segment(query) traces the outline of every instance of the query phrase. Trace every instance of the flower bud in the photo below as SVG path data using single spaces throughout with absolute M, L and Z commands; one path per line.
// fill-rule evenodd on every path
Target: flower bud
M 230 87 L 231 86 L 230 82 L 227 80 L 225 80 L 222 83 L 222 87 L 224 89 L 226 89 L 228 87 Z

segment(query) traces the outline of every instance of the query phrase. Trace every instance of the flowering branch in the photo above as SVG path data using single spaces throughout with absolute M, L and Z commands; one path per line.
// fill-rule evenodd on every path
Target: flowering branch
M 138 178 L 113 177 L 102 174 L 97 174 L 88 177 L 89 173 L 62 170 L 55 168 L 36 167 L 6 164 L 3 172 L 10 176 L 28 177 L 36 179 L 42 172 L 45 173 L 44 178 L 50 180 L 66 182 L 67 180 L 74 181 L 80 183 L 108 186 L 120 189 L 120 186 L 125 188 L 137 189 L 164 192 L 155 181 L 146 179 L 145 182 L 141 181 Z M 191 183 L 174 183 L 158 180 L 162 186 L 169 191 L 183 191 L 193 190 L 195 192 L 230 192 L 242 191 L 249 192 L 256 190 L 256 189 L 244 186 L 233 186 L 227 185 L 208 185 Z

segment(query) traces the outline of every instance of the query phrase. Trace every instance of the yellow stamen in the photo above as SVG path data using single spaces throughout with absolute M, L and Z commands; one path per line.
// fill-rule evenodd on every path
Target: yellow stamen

□ □ □

_Exercise objective:_ Rewrite all the lines above with "seed pod" in place of each "flower bud", and leave everything else as it is.

_Result of this task:_
segment(query) traces the outline of every instance of the query phrase. Trace every instance of the seed pod in the photo below as SVG path data using single spaces throughout with absolute M, L and Z commands; one path per line.
// fill-rule evenodd on every path
Target: seed pod
M 230 87 L 231 86 L 230 82 L 227 80 L 225 80 L 222 83 L 222 87 L 224 89 L 226 89 L 228 87 Z

segment(query) traces the outline of every instance of the query phrase. Trace every instance of the flowering branch in the photo above as SVG path data using single spaces throughout with absolute M, L and Z commands; one path per line.
// fill-rule evenodd on every path
Target: flowering branch
M 138 178 L 113 177 L 102 174 L 97 174 L 88 177 L 89 173 L 62 170 L 55 168 L 36 167 L 6 164 L 3 172 L 10 176 L 28 177 L 36 179 L 42 172 L 45 173 L 44 178 L 50 180 L 66 182 L 67 180 L 74 181 L 80 183 L 108 186 L 120 189 L 120 186 L 125 188 L 137 189 L 164 192 L 155 181 L 146 179 L 145 182 L 141 181 Z M 191 183 L 174 183 L 158 180 L 162 186 L 169 191 L 183 191 L 193 190 L 195 192 L 230 192 L 242 191 L 249 192 L 256 190 L 256 189 L 244 186 L 233 186 L 227 185 L 208 185 Z

segment(query) traces the outline of every instance of the query phrase. Trace every instance of the yellow stamen in the photo above as SVG path data using single spaces throughout with absolute M, L and Z commands; one path per line.
// fill-rule evenodd on every path
Target: yellow stamen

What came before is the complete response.